* **Tasks and exercises**
1. Answer these from the article on the Tahoe murder trial, marking each answer with the letter of its question:
(a) How old was the service station attendant who was killed?
(b) In what month and year was Sanford arrested under an alias after the murder?
(c) In what year did the state Department of Justice get a hit on DNA from the duct tape?
2. From the article on the Tahoe murder trial, pull out the passage starting with "The trial of a Carmichael, Calif., man" and going on through "to bind Swanson.".

* **Text shown**
——
Trial opens in old Tahoe murder case |

Trial opens in old Tahoe murder case

Cole Mayer
Mountain Democrat
Andrew Sanford, center, sits at a table with his defense team Erik Schlueter, right, and Robert Blasier, left, on the first day of his murder trial in Department 1 Superior Court in Placerville Tuesday March 18.
Pat Dollins/ Mountain Democrat |

The trial of a Carmichael, Calif., man for the August 1980 murder of a 16-year-old South Lake Tahoe service station attendant concluded its first week Thursday in El Dorado County Superior Court in Placerville.

The trial of Andrew Sanford for the murder of Richard Swanson was scheduled to resume on Tuesday. Several weeks have been allotted for the old homicide case, which went to trial following Sanford’s arrest two years ago based in part on DNA evidence left behind on duct tape used to bind Swanson.

As the trial opened, prosecutor Trish Kelliher described Swanson as “a thief, he is a taker … and on Aug. 14, 1980, he stole money from a Shell station and, more importantly, stole Richard Swanson’s life.”

Kelliher said Sanford’s guilt would be proved over the course of trial, focusing on DNA evidence on the duct tape which also was used to asphyxiate Swanson, covering his mouth and nose. Prior to this, she contended, Sanford had been kicked out of the house in which he was living after he stole a car.

After the murder, Sanford disappeared, only to be arrested three months later, in November 1980, using an alias. Two years later, he was arrested twice, using a different alias.

Because of better DNA technology and thanks to his later arrests, in 2010 the state Department of Justice got a hit on DNA from the duct tape amid a mix of DNA, and Sanford was a minor contributor, Kelliher said.
——
* **Data for review**

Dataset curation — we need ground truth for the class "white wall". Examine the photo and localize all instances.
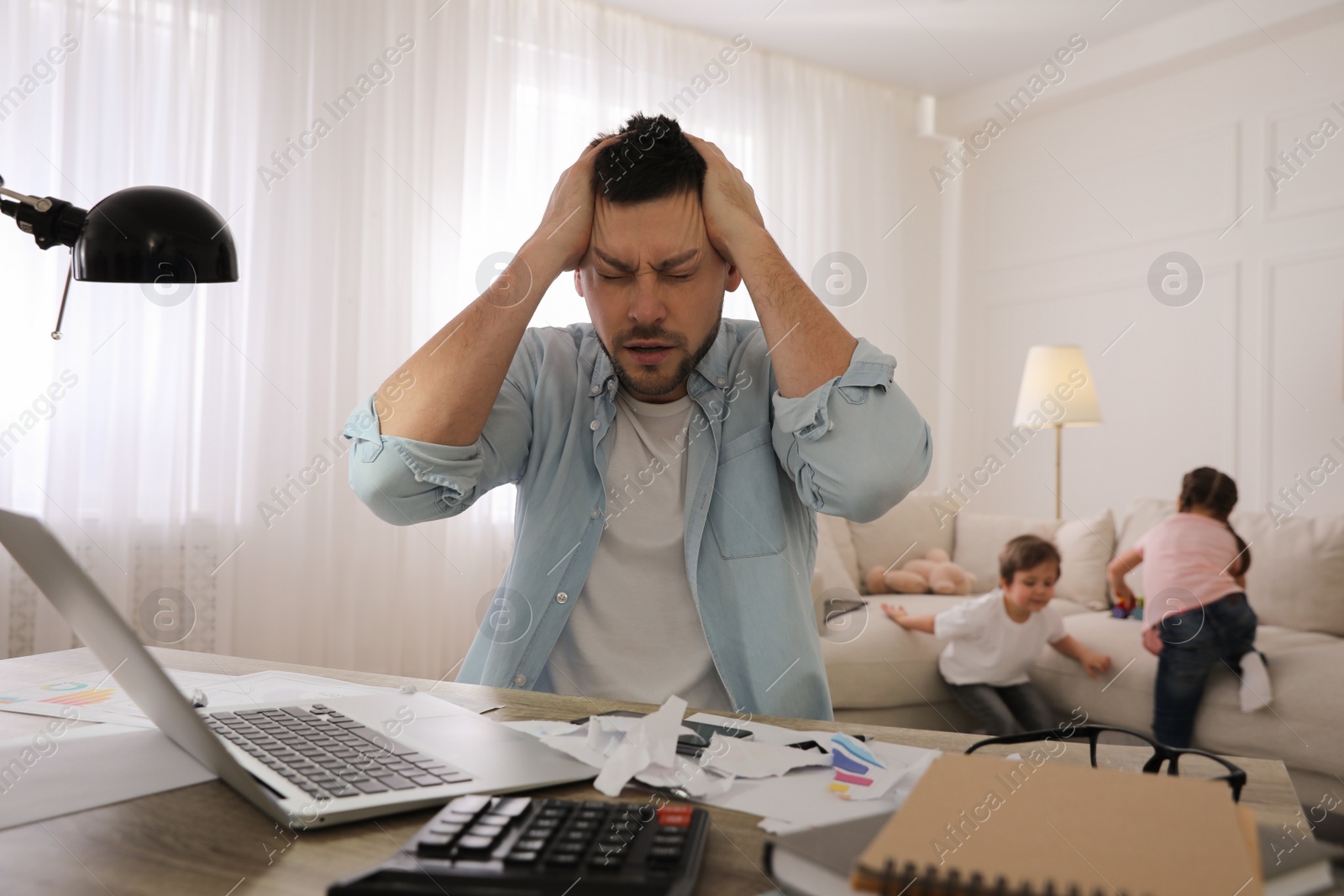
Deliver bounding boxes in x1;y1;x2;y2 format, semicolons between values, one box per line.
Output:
926;4;1344;518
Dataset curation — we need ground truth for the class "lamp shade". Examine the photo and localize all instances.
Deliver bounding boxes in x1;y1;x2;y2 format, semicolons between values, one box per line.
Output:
1012;345;1100;430
74;186;238;284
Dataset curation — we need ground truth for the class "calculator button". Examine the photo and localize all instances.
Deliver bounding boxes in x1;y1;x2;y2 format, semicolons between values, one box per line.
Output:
448;794;491;815
466;822;504;840
415;834;453;853
491;800;533;818
457;836;495;853
659;806;692;827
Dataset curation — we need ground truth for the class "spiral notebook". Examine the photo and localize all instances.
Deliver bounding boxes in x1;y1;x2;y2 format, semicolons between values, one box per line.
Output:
849;750;1262;896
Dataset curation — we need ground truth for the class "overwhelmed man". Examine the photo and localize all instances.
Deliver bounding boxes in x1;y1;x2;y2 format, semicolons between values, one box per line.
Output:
345;116;932;719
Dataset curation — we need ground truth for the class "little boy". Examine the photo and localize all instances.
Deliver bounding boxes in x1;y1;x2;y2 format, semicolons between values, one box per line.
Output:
882;535;1110;736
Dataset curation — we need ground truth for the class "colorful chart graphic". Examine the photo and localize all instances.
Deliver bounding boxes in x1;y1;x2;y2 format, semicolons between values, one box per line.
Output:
831;733;885;799
42;681;89;690
42;688;117;706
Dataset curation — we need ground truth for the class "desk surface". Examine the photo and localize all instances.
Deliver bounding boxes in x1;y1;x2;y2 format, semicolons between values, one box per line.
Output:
0;647;1299;896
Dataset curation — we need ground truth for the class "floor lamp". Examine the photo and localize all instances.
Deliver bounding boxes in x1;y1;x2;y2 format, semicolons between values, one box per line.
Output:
1012;345;1100;520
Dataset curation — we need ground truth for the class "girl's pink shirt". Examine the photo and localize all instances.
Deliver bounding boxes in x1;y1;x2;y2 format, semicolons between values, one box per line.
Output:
1134;513;1242;629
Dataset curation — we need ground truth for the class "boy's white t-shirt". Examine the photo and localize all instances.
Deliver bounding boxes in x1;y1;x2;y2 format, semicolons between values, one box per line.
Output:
932;589;1068;688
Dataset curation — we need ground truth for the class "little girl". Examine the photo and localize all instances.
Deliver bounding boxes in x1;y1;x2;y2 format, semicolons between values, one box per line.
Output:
1106;466;1270;747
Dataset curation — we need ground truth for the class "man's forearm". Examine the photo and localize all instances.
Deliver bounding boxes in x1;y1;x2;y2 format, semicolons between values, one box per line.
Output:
374;242;563;445
734;230;858;398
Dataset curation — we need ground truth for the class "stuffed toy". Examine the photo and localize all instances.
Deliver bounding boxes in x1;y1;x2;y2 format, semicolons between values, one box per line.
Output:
864;548;976;595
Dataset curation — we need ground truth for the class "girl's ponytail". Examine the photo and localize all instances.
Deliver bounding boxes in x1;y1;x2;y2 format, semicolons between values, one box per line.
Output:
1178;466;1252;575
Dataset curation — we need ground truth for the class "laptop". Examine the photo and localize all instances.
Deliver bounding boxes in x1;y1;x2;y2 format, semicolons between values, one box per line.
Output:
0;511;596;829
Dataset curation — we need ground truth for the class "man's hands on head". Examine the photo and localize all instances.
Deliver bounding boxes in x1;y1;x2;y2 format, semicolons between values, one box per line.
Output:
681;132;769;269
374;139;614;446
519;136;620;274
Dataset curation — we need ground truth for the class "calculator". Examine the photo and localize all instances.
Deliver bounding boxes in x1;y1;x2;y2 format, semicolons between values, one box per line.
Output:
327;795;710;896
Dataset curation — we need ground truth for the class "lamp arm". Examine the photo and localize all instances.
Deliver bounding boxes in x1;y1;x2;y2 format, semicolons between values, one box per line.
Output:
0;177;89;249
——
* **List of answers**
1.
(a) 16 years old
(b) November 1980
(c) 2010

2.
The trial of a Carmichael, Calif., man for the August 1980 murder of a 16-year-old South Lake Tahoe service station attendant concluded its first week Thursday in El Dorado County Superior Court in Placerville.

The trial of Andrew Sanford for the murder of Richard Swanson was scheduled to resume on Tuesday. Several weeks have been allotted for the old homicide case, which went to trial following Sanford’s arrest two years ago based in part on DNA evidence left behind on duct tape used to bind Swanson.